72 PGS./Rated T ...$3.00
TIMELY COMICS: NEW AVENGERS #1
Reprinting NEW AVENGERS (2015) #1-3.
72 PGS./Rated T+ ...$3.00
TIMELY COMICS: SCARLET WITCH #1
Reprinting SCARLET WITCH (2015) #1-3.
72 PGS./Rated T+ ...$3.00
TIMELY COMICS: SQUADRON SUPREME #1
Reprinting SQUADRON SUPREME (2015) #1-3.
72 PGS./Rated T+ ...$3.00
TIMELY COMICS: THE TOTALLY AWESOME HULK #1
Reprinting TOTALLY AWESOME HULK #1-3.
80 PGS./Rated T ...$3.00
TIMELY COMICS: ULTIMATES #1
Reprinting ULTIMATES (2015) #1-3.
72 PGS./Rated T+ ...$3.00
TIMELY COMICS: UNCANNY INHUMANS #1
Reprinting UNCANNY INHUMANS #1
(A STORY) and #2-3.
72 PGS./Rated T+ ...$3.00
TIMELY COMICS: VENOM: SPACE KNIGHT #1
Reprinting VENOM: SPACE KNIGHT #1-3.
72 PGS./Rated T+ ...$3.00
TIMELY COMICS: WEB-WARRIORS #1
Reprinting WEB-WARRIORS #1
(A STORY) and #2-3.

(Extracted records)

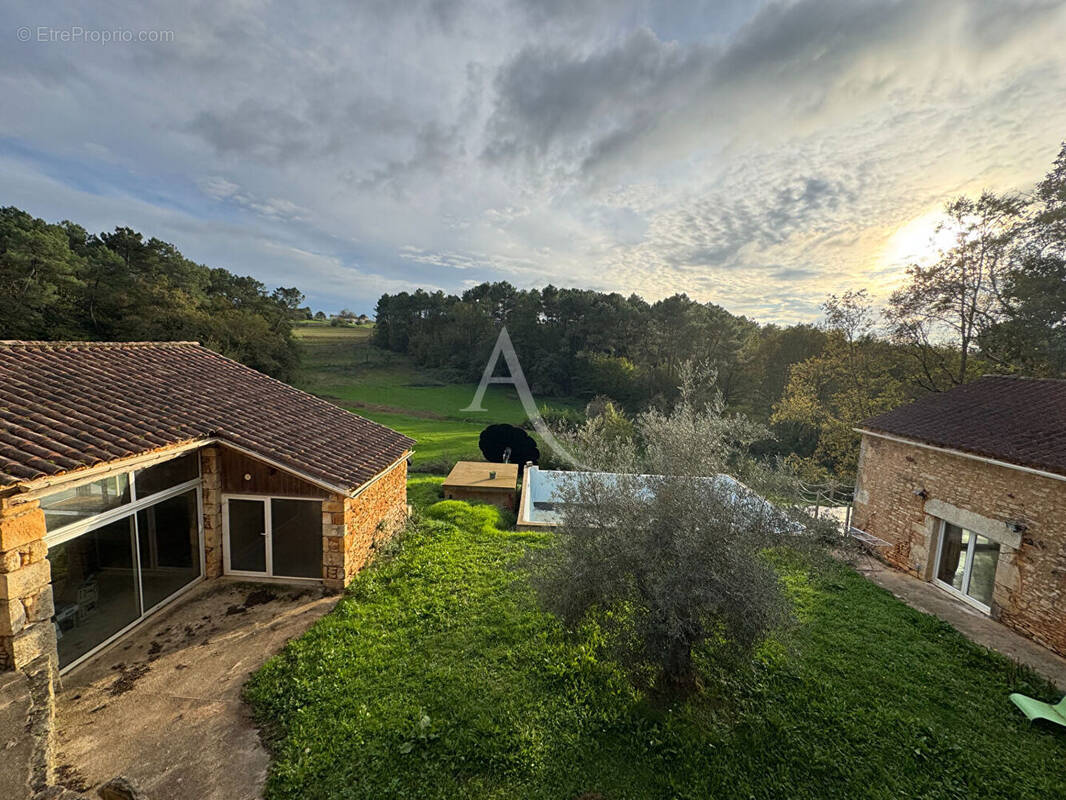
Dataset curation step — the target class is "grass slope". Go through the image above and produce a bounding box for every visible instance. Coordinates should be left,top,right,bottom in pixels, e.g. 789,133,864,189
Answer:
294,325,579,471
246,486,1066,800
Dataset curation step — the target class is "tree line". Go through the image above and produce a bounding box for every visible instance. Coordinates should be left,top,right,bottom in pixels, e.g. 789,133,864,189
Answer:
0,207,310,380
373,146,1066,480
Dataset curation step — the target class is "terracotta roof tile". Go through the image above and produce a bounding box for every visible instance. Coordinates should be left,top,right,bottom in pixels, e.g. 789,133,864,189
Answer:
860,375,1066,475
0,341,415,491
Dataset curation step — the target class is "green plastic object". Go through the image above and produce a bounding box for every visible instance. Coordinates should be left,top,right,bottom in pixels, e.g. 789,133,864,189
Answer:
1011,692,1066,727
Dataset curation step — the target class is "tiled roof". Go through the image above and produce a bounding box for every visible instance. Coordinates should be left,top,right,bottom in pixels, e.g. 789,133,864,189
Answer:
860,375,1066,475
0,341,414,491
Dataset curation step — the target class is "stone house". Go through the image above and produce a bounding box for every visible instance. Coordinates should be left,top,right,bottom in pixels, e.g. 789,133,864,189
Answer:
0,341,414,671
852,377,1066,655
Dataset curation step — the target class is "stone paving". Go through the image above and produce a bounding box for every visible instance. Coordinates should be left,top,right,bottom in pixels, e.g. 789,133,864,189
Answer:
54,579,338,800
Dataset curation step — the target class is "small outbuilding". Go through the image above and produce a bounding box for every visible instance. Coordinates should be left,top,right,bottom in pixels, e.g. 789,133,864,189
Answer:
0,341,414,671
443,461,518,511
852,375,1066,655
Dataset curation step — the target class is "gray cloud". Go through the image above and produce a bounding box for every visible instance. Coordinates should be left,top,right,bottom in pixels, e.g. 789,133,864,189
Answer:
0,0,1066,319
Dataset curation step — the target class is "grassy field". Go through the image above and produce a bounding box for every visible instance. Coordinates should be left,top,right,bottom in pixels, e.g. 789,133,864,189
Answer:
247,488,1066,800
295,324,578,471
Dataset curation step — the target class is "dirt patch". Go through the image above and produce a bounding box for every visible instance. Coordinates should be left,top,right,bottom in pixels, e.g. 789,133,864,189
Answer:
55,764,92,791
244,588,277,608
55,581,336,800
108,663,151,698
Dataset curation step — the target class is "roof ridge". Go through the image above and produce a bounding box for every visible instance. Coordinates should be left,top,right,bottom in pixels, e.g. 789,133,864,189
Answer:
976,372,1066,388
0,339,201,350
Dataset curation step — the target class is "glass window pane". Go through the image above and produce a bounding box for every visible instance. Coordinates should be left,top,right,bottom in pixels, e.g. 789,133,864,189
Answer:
136,451,199,500
936,523,970,591
270,500,322,578
227,499,267,572
966,535,999,606
48,516,141,667
136,484,200,611
41,473,130,533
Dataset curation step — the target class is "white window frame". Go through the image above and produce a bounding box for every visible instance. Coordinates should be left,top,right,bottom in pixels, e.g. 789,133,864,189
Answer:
222,493,325,583
41,450,204,544
933,519,1003,614
45,478,207,675
45,450,207,675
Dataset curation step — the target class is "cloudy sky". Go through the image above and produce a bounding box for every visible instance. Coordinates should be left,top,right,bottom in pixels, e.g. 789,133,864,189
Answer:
6,0,1066,321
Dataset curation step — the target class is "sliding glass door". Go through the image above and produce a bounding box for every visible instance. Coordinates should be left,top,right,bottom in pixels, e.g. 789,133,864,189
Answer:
223,495,322,580
41,452,204,668
935,522,1000,610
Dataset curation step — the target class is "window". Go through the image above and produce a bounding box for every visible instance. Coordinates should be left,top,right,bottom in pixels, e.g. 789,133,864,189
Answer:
136,490,200,611
270,498,322,578
48,516,141,667
134,451,199,500
936,522,1000,608
41,473,130,533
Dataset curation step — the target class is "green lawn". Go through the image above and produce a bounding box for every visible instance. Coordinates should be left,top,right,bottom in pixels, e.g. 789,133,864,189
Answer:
246,486,1066,800
295,324,580,471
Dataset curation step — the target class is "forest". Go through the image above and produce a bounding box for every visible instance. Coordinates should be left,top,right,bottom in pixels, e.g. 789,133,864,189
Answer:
0,207,308,380
374,142,1066,481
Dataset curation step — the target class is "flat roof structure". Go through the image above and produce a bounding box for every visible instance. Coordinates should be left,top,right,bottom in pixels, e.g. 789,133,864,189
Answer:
443,461,518,511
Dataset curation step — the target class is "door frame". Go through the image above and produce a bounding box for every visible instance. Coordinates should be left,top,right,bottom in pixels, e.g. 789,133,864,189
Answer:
222,493,322,583
933,519,992,614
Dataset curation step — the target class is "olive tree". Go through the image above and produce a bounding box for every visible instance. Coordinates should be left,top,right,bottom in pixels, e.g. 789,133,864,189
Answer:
533,368,813,693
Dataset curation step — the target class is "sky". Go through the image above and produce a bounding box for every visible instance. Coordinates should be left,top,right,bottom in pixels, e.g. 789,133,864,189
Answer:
0,0,1066,323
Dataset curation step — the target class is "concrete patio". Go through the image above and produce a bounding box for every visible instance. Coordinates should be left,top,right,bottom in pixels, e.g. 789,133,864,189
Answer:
55,579,337,800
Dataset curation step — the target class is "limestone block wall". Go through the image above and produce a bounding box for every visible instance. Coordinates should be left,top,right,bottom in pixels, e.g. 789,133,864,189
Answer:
322,461,407,589
852,435,1066,655
200,445,223,578
0,496,55,670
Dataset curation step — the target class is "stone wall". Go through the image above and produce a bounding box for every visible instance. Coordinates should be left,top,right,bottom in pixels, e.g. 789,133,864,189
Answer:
852,435,1066,655
322,461,407,590
0,496,55,670
200,445,223,578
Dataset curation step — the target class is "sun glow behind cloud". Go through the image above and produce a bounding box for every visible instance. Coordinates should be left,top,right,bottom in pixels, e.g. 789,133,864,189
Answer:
881,208,957,268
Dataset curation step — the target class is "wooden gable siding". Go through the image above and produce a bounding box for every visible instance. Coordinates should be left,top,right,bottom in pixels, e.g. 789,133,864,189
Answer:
222,446,329,498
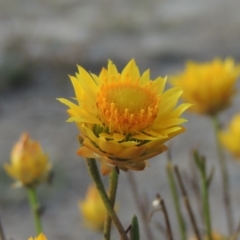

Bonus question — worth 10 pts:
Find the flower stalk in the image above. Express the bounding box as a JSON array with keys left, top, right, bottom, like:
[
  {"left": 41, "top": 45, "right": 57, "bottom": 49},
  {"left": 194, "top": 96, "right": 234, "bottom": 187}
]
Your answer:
[
  {"left": 167, "top": 161, "right": 187, "bottom": 240},
  {"left": 27, "top": 186, "right": 42, "bottom": 235},
  {"left": 212, "top": 115, "right": 234, "bottom": 234},
  {"left": 103, "top": 168, "right": 119, "bottom": 240},
  {"left": 0, "top": 218, "right": 6, "bottom": 240},
  {"left": 194, "top": 151, "right": 212, "bottom": 240},
  {"left": 86, "top": 158, "right": 128, "bottom": 240}
]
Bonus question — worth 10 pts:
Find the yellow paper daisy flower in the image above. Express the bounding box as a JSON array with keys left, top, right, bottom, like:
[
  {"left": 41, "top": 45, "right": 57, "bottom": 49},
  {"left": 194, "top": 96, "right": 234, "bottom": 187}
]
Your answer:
[
  {"left": 4, "top": 133, "right": 51, "bottom": 186},
  {"left": 28, "top": 233, "right": 47, "bottom": 240},
  {"left": 190, "top": 232, "right": 227, "bottom": 240},
  {"left": 59, "top": 60, "right": 190, "bottom": 174},
  {"left": 219, "top": 114, "right": 240, "bottom": 158},
  {"left": 79, "top": 185, "right": 107, "bottom": 230},
  {"left": 171, "top": 58, "right": 240, "bottom": 115}
]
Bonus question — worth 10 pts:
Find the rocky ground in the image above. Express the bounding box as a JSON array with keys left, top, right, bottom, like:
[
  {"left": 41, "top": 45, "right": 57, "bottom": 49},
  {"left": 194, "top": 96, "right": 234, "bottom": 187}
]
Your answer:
[{"left": 0, "top": 0, "right": 240, "bottom": 240}]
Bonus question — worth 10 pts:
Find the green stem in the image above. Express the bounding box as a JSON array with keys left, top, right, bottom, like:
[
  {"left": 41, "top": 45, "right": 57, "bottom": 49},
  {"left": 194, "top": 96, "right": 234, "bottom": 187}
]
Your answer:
[
  {"left": 194, "top": 152, "right": 212, "bottom": 240},
  {"left": 212, "top": 115, "right": 234, "bottom": 235},
  {"left": 103, "top": 169, "right": 119, "bottom": 240},
  {"left": 27, "top": 187, "right": 42, "bottom": 235},
  {"left": 86, "top": 158, "right": 128, "bottom": 240},
  {"left": 167, "top": 161, "right": 187, "bottom": 240}
]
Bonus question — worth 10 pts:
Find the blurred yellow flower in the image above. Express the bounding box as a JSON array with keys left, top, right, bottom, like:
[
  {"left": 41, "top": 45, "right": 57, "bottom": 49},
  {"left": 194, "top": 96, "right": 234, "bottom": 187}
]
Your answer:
[
  {"left": 79, "top": 185, "right": 107, "bottom": 230},
  {"left": 4, "top": 133, "right": 51, "bottom": 186},
  {"left": 219, "top": 114, "right": 240, "bottom": 158},
  {"left": 171, "top": 58, "right": 240, "bottom": 115},
  {"left": 190, "top": 232, "right": 227, "bottom": 240},
  {"left": 28, "top": 233, "right": 47, "bottom": 240},
  {"left": 59, "top": 60, "right": 190, "bottom": 175}
]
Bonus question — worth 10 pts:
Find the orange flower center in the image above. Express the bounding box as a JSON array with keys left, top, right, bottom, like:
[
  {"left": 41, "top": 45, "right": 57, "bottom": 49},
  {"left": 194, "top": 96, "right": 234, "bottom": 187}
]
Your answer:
[{"left": 97, "top": 82, "right": 160, "bottom": 133}]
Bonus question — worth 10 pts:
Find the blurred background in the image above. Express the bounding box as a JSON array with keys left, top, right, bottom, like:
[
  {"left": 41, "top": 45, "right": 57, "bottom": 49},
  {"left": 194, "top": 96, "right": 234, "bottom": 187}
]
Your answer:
[{"left": 0, "top": 0, "right": 240, "bottom": 240}]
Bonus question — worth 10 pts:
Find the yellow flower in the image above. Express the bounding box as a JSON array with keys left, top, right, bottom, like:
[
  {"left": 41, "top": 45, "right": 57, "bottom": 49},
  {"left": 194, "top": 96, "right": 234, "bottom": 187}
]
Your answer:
[
  {"left": 190, "top": 232, "right": 227, "bottom": 240},
  {"left": 219, "top": 114, "right": 240, "bottom": 158},
  {"left": 79, "top": 185, "right": 107, "bottom": 230},
  {"left": 4, "top": 133, "right": 50, "bottom": 186},
  {"left": 28, "top": 233, "right": 47, "bottom": 240},
  {"left": 171, "top": 58, "right": 240, "bottom": 115},
  {"left": 59, "top": 60, "right": 190, "bottom": 175}
]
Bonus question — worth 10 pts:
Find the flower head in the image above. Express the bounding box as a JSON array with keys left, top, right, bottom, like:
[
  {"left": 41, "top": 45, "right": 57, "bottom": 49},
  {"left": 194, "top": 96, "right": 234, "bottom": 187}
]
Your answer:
[
  {"left": 171, "top": 58, "right": 240, "bottom": 115},
  {"left": 59, "top": 60, "right": 190, "bottom": 174},
  {"left": 79, "top": 185, "right": 107, "bottom": 230},
  {"left": 219, "top": 114, "right": 240, "bottom": 159},
  {"left": 190, "top": 232, "right": 227, "bottom": 240},
  {"left": 4, "top": 133, "right": 50, "bottom": 186},
  {"left": 28, "top": 233, "right": 47, "bottom": 240}
]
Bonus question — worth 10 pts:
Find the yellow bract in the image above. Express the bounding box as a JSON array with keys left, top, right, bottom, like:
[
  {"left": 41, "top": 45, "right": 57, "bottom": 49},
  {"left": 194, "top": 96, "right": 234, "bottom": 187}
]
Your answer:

Work instructions:
(a) According to the comics listing, how many pages does TIMELY COMICS: THE TOTALLY AWESOME HULK #1 have?
(b) Extend the comics listing past its final line.

Answers for the tasks:
(a) 80 pages.

(b)
72 PGS./Rated T+ ...$3.00


Okay, so cute repurposing of the word "Timely," which, of course, is the name of the publishing company that eventually became Marvel in the 1960s, here applying it to refer to the fact that these comics are literally "timely." I don't know if I understand this right, though; these can't really be 60+-page reprints of new-ish comics being sold for just $3, can they? Because that is crazy cheap; Marvel charged $12 for the first three issues of all these series the first time around just recently, and they're already selling them for just $3? Hell, just glancing at the list, I see that some of the books being sold in trade paperback this month are also being sold in these "Timely Comics" collections; you can get the first half of, say, the first Totally Awesome Hulk trade paperback collection for just $3?

That seems like too good a deal to be true. Am I completely misunderstanding what these things really are...?

If not, I wonder what these will do to the back-issue market. Like, don't most stores sell their un-sold stock of new-ish comics at a reduced price in a dollar bins a few months after they leave the new comics racks?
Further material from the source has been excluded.